-- Begin PROVIDED MATERIAL --
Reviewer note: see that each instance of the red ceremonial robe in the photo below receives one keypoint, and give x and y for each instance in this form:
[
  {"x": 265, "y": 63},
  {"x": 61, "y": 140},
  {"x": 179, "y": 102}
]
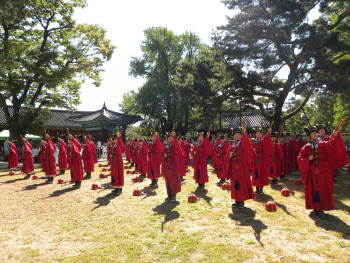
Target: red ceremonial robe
-- End PROVIDED MATERIAL --
Rewrite the items above with every "red ceremonial robe" changed to "crimson ceremonial robe" and nothing else altered, and omit the pictures from your answer.

Reviewer note: see that each instance of the crimson ceremonial robe in the photo below receives one keypoint, and give x and y for each instance in this form:
[
  {"x": 265, "y": 63},
  {"x": 61, "y": 140},
  {"x": 179, "y": 102}
]
Target: crimson ceremonial robe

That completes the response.